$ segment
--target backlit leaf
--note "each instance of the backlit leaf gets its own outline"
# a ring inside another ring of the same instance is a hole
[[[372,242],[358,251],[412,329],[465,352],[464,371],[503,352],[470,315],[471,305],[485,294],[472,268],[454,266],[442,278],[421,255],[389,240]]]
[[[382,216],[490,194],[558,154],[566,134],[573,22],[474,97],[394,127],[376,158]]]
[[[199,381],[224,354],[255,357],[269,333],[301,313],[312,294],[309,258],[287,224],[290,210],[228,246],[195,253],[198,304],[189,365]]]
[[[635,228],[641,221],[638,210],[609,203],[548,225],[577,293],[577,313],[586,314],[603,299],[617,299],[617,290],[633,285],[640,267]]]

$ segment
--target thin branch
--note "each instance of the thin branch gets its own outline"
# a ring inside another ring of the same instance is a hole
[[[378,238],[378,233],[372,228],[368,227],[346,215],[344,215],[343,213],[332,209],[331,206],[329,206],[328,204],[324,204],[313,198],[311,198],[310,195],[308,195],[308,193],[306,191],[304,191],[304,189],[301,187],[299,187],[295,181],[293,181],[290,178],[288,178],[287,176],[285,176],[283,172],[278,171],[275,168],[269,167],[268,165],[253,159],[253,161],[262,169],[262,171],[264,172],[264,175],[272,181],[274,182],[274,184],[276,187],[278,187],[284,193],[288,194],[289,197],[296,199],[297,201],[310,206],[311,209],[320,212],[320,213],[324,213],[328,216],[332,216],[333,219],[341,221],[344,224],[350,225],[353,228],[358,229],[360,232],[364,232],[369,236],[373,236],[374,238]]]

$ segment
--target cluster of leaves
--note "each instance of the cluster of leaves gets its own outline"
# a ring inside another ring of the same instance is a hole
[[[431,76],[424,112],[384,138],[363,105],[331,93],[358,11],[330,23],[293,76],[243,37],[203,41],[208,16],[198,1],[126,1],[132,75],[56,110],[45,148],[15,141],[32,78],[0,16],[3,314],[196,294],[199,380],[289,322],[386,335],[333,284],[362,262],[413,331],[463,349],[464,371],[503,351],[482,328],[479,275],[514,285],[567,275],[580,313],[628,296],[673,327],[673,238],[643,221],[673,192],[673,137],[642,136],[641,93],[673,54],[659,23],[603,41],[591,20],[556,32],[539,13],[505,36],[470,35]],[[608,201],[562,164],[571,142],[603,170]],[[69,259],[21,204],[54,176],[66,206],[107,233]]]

| WHAT THIS TASK INVOLVES |
Pull out each line from the items above that contains the string "cluster". Case must match.

| REPLY TO THE TASK |
--target cluster of leaves
--note "each instance of the cluster of leaves gets its own outline"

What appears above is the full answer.